Because the pictures are not wanted, give back only the exact text of every entry below.

※ ※ ※

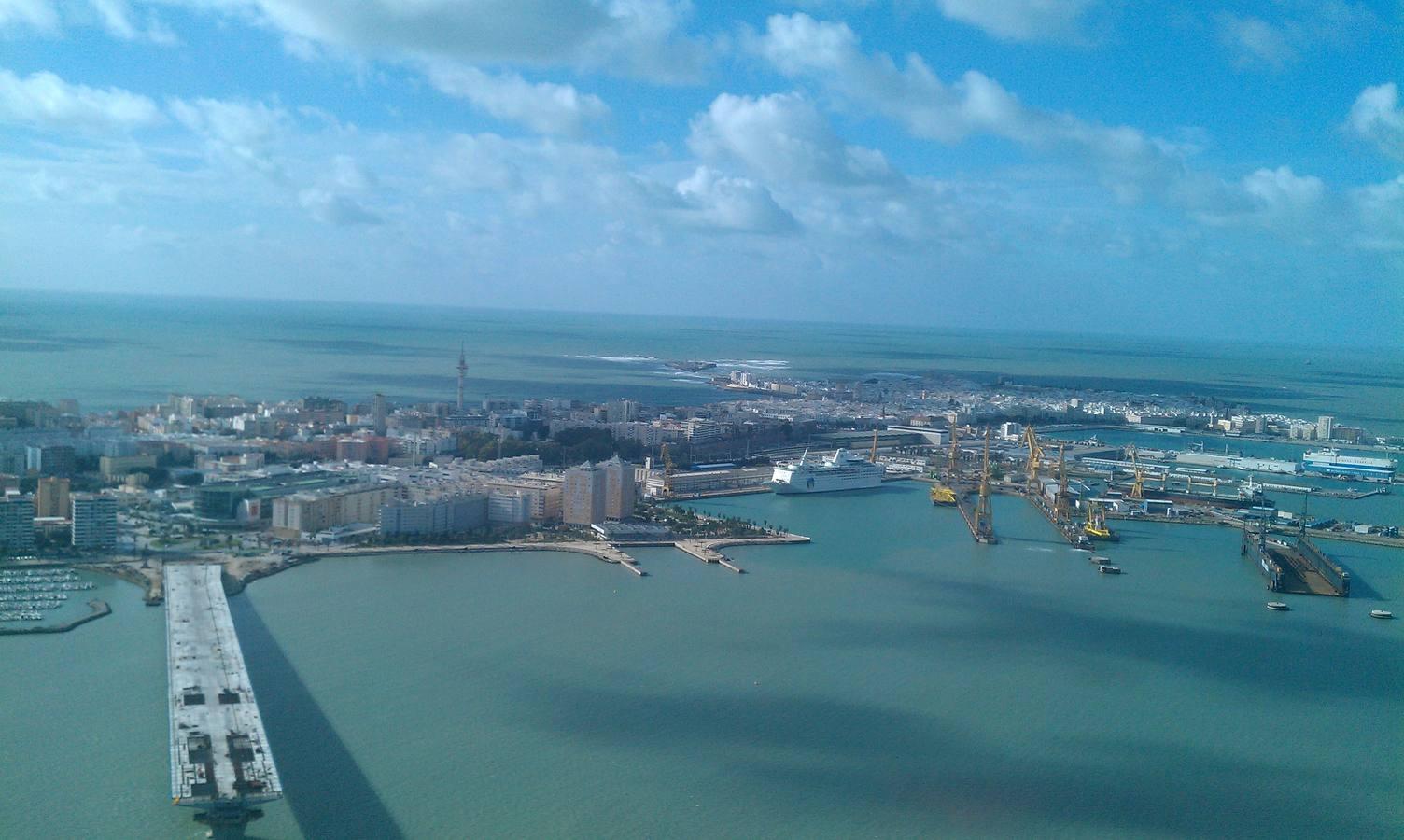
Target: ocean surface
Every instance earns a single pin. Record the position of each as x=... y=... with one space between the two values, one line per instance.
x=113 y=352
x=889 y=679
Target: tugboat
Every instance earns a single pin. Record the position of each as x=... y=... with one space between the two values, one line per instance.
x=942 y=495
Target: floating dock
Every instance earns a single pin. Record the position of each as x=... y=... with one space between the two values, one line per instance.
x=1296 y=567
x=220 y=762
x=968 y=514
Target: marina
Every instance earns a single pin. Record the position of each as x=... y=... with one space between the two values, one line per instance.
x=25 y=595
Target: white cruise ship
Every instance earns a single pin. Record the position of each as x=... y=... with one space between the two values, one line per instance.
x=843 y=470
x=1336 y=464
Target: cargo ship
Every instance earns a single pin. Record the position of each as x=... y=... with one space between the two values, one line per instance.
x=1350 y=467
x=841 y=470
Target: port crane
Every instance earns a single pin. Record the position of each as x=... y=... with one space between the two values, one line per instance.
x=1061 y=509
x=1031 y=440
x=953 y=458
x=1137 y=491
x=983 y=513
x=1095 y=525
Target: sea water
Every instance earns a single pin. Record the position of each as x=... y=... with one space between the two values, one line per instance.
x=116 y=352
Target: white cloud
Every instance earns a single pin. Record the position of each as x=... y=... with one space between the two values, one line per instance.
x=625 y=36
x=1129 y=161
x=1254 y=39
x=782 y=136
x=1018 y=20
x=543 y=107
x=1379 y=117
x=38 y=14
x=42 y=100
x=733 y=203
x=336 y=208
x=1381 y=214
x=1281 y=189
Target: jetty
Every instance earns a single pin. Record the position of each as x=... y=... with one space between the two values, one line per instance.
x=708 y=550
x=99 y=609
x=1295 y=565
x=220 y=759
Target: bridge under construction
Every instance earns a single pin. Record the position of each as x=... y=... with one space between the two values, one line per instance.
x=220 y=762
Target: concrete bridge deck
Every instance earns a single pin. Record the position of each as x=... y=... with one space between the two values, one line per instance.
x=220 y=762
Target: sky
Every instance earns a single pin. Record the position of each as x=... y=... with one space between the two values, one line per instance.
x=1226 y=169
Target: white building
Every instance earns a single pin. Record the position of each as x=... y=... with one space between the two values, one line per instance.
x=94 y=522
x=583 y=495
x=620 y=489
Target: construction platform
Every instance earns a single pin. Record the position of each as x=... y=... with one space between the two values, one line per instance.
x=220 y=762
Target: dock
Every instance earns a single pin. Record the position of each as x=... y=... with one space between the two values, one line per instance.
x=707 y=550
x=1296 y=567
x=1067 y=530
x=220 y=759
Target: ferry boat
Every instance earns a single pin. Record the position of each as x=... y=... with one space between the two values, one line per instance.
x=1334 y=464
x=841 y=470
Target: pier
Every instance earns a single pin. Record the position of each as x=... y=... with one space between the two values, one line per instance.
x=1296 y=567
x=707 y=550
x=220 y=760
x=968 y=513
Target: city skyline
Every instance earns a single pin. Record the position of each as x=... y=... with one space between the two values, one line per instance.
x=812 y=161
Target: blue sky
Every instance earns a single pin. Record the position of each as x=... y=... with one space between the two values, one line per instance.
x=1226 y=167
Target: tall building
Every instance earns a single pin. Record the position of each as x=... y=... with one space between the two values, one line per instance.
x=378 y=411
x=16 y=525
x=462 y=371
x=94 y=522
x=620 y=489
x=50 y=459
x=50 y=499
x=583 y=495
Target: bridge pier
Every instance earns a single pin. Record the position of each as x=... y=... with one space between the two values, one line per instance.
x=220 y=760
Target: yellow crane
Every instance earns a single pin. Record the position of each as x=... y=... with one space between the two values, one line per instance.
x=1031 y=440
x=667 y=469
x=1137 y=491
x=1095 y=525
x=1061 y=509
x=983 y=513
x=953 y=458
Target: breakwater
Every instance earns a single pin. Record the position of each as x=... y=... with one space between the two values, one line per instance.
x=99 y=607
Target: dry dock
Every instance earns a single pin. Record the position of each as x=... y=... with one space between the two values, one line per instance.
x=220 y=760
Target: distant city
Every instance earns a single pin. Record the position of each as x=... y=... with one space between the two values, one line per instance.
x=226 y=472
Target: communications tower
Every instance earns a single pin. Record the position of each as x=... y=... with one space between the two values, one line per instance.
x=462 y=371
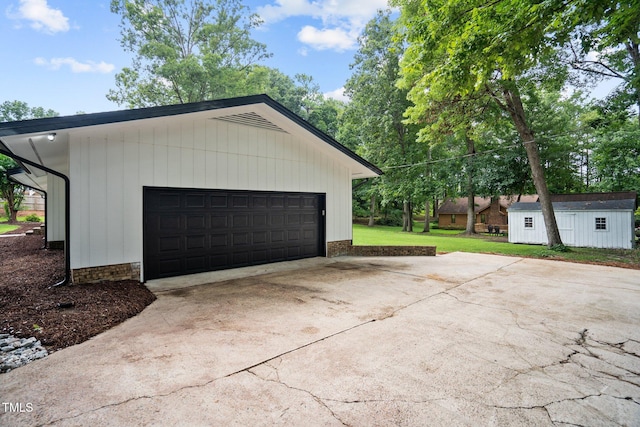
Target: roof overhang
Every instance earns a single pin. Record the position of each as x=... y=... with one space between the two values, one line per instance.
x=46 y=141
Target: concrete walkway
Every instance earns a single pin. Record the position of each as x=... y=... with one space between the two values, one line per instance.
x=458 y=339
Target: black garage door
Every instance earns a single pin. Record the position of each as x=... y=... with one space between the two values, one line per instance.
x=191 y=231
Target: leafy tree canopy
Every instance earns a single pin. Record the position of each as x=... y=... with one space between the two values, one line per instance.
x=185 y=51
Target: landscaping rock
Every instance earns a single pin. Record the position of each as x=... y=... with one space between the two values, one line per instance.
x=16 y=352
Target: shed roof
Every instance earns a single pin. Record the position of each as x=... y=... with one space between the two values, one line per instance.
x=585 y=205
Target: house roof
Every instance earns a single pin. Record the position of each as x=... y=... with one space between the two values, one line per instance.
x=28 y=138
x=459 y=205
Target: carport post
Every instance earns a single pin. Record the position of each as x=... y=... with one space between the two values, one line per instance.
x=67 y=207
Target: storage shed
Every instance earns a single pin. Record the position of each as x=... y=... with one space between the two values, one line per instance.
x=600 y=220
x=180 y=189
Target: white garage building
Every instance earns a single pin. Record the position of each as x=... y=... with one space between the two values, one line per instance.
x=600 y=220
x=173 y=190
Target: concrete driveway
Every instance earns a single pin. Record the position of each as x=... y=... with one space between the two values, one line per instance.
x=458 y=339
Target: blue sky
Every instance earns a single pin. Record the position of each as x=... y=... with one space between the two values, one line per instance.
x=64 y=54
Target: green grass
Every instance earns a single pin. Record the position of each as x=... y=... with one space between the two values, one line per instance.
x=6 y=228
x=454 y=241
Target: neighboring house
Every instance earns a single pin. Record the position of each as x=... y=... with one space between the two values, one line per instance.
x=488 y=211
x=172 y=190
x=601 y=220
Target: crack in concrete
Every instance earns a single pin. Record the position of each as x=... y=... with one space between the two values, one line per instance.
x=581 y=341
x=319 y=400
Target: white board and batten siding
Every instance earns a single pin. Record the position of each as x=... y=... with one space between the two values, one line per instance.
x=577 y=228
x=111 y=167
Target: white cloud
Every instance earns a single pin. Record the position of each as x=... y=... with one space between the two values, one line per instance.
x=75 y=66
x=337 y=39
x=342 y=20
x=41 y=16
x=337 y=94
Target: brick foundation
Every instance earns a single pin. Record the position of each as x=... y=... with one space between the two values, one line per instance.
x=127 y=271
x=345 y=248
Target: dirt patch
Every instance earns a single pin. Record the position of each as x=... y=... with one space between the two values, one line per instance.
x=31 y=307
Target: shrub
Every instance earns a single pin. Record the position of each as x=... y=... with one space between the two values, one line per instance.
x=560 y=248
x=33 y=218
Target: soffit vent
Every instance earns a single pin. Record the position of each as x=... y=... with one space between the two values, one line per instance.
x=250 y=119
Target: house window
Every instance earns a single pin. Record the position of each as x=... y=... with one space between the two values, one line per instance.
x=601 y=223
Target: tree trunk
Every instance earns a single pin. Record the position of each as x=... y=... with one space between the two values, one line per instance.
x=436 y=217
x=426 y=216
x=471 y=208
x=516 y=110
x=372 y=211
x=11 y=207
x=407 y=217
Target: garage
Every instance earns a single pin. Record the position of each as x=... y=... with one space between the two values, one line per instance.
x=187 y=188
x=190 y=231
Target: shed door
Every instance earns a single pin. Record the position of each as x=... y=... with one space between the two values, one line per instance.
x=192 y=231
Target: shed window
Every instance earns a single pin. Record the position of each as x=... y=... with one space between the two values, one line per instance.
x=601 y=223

※ ※ ※

RESULT OF THE EXERCISE =
Target: ocean surface
Every instance earns a single pin. Record the position of each as x=... y=... with one space between the two values, one line per instance.
x=113 y=352
x=889 y=679
Target: tugboat
Every instance earns a single pin. Record the position of each as x=... y=... with one space between the two values, one line per instance.
x=942 y=495
Target: floating dock
Every instance earns a single pin. Record the position of each as x=... y=... with one space between the two values, one line per instance.
x=1296 y=567
x=220 y=762
x=968 y=514
Target: marina
Every instance earns a single pin. Record the position of each as x=... y=... with one space between the two values, one line per instance.
x=25 y=595
Target: white cruise ship
Every instance earns a single pin. Record the position of each as x=... y=... with one space between the two values, one line per instance.
x=843 y=470
x=1336 y=464
Target: cargo ship
Every instance earns a single pin. Record the position of each as x=... y=... with one space between the two values, one line per instance.
x=1350 y=467
x=841 y=470
Target: port crane
Every instance earns a single pin. Record the position of each as x=... y=... with one space between the two values, one line per instance.
x=1061 y=509
x=1031 y=440
x=953 y=458
x=1137 y=491
x=983 y=513
x=1095 y=525
Target: sea water
Every instance earns a single pin. Record the position of each as x=... y=... with one space between the two values, one line per instance.
x=116 y=352
Target: white cloud
Every instance earns a single pin. Record the position of each as x=... y=... with one space between the two values, one line per instance.
x=625 y=36
x=1129 y=161
x=1254 y=39
x=782 y=136
x=1018 y=20
x=543 y=107
x=1379 y=117
x=38 y=14
x=42 y=100
x=733 y=203
x=336 y=208
x=1381 y=214
x=1281 y=189
Target: jetty
Every instance earns a single pin. Record the position of each as x=... y=... with one space between the two values, one line per instance.
x=708 y=550
x=99 y=609
x=1295 y=565
x=220 y=759
Target: bridge under construction
Every instance earns a single pin. Record the position of each as x=... y=... with one space between the two values, one line per instance.
x=220 y=762
Target: concrete bridge deck
Every instance earns a single pin. Record the position of each as x=... y=... with one space between the two values, one line per instance.
x=220 y=762
Target: sky
Every instance earns a single pin. Record the position of each as x=... y=... with one space between the two values, one line per instance.
x=1226 y=169
Target: white building
Every instance earns a single pin. Record the position of each as x=... y=... with one space between the two values, one line per instance.
x=94 y=522
x=583 y=495
x=620 y=489
Target: construction platform
Every instance earns a single pin. Record the position of each as x=... y=... with one space between the two values, one line per instance.
x=220 y=762
Target: dock
Every instance earns a single pin. Record the position of each as x=... y=... with one space between the two values, one line per instance.
x=707 y=550
x=1296 y=567
x=1067 y=530
x=220 y=759
Target: ferry boat
Every instance earns a single pin. Record the position of each as x=... y=... with one space between the two values, one line per instance.
x=1334 y=464
x=841 y=470
Target: pier
Every instance earns a single pin. Record the position of each as x=... y=... with one space between the two values, one line per instance.
x=1296 y=567
x=707 y=550
x=220 y=760
x=968 y=513
Target: city skyline
Every instance earns a single pin. Record the position of each as x=... y=... with one space between the two values, one line per instance.
x=812 y=161
Target: blue sky
Every instance earns a single pin. Record the position of each as x=... y=... with one space between the two values, one line per instance.
x=1226 y=167
Target: tall building
Every instance earns a single pin. Record the position of each as x=... y=... with one space between the two values, one line per instance.
x=378 y=411
x=16 y=525
x=462 y=371
x=94 y=522
x=620 y=489
x=50 y=459
x=50 y=499
x=583 y=495
Target: bridge pier
Every instance earns a single pin. Record the position of each as x=... y=... with one space between the two values, one line per instance.
x=220 y=760
Target: yellow crane
Every instance earns a single pin. Record the position of each as x=... y=... with one space between the two values, one line per instance.
x=1031 y=440
x=667 y=469
x=1137 y=491
x=1095 y=525
x=1061 y=509
x=983 y=513
x=953 y=458
Target: breakwater
Every instance earns a single pin. Record the position of each as x=... y=... with one space between the two values, one line per instance.
x=99 y=607
Target: dry dock
Every instance earns a single pin. Record the position of each as x=... y=... with one space between the two values, one line per instance.
x=220 y=760
Target: distant city
Every instance earns a single pin. Record the position of each as x=... y=... with one space between the two values, one line per instance.
x=226 y=472
Target: communications tower
Every instance earns a single pin. Record the position of each as x=... y=... with one space between the two values, one line per instance.
x=462 y=371
Target: roof overhang
Every instance earns a single pin. Record the position of each as x=... y=... with one space between the two values, one line per instance.
x=46 y=141
Target: concrete walkway
Every instance earns a single pin. Record the position of each as x=... y=... with one space between the two values, one line per instance.
x=458 y=339
Target: black garage door
Every instance earns a single pin. Record the position of each as x=... y=... with one space between the two values, one line per instance.
x=191 y=231
Target: leafy tree canopy
Every instance earns a single pin. Record the position of each as x=... y=... with one space between the two values, one line per instance.
x=185 y=51
Target: landscaping rock
Every instance earns a single pin. Record the position of each as x=... y=... with one space between the two values, one line per instance.
x=16 y=352
Target: shed roof
Every instance earns a single pin. Record the position of each as x=... y=... with one space between the two values, one line per instance.
x=585 y=205
Target: house roof
Every instance earns a single pin. Record the position of each as x=... y=... with one space between the two values, one line per instance.
x=28 y=138
x=459 y=205
Target: carport post
Every instance earns a single pin. Record the position of each as x=... y=... with one space between the two values, one line per instance.
x=67 y=207
Target: storage shed
Every instance earns a single pin. Record the position of each as x=... y=... with one space between the two values, one line per instance.
x=600 y=220
x=180 y=189
Target: white garage building
Every instance earns a single pin. Record the position of each as x=... y=... with one space between the two values, one line per instance.
x=600 y=220
x=173 y=190
Target: concrete driveway
Every instance earns a single pin. Record the position of each as x=... y=... with one space between the two values, one line per instance.
x=458 y=339
Target: blue sky
Every instance earns a single pin. Record the position of each as x=... y=... with one space between the two values, one line per instance.
x=64 y=54
Target: green grass
Every instance earns a single pin. Record the position of each as x=... y=... with one space between the two values, one line per instance.
x=6 y=228
x=454 y=241
Target: neighboring house
Every instance earns a single pin. Record the position of each as x=... y=... with one space between the two values, one line per instance.
x=488 y=211
x=172 y=190
x=601 y=220
Target: crack in concrete
Every instance earns a single pin. Record the position of each as x=... y=... with one space between the two values, one line per instance.
x=581 y=341
x=319 y=400
Target: white board and batten siding
Every instance earns a single pin. Record the position of each as x=... y=... with one space between the two values, one line per instance.
x=577 y=228
x=111 y=167
Target: white cloud
Every instance earns a single pin. Record the position of each as x=... y=... with one space between the two values, one line per instance.
x=75 y=66
x=337 y=39
x=342 y=20
x=41 y=16
x=337 y=94
Target: brick foundation
Every instance earns a single pin. Record the position of each as x=... y=... with one space between the two values, one line per instance.
x=127 y=271
x=345 y=248
Target: dirt patch
Every instance earns a single pin. Record the position of each as x=... y=... with one space between the two values, one line per instance.
x=31 y=307
Target: shrub
Every instance earns a single pin. Record the position of each as x=... y=... with one space between the two values, one line per instance.
x=560 y=248
x=33 y=218
Target: soffit vent
Every instance earns a single pin. Record the position of each as x=... y=... with one space between the two values, one line per instance.
x=250 y=119
Target: house window
Every instance earns a single pin. Record the position of each as x=... y=... with one space between the two values, one line per instance.
x=601 y=223
Target: tree trunk
Every instance earns a single pin. Record the position of each as x=... y=... with one space between the two values, one line per instance.
x=436 y=217
x=426 y=216
x=471 y=208
x=516 y=110
x=372 y=211
x=11 y=207
x=407 y=217
Target: garage
Every instance earns a single pin. Record the position of each as x=... y=... with one space between the two values, one line per instance.
x=187 y=188
x=190 y=231
Target: shed door
Every instance earns a single pin. Record the position of each as x=... y=... with one space between the two values, one line per instance.
x=192 y=231
Target: shed window
Every instance earns a single pin. Record the position of each as x=... y=... with one space between the two values, one line per instance.
x=601 y=223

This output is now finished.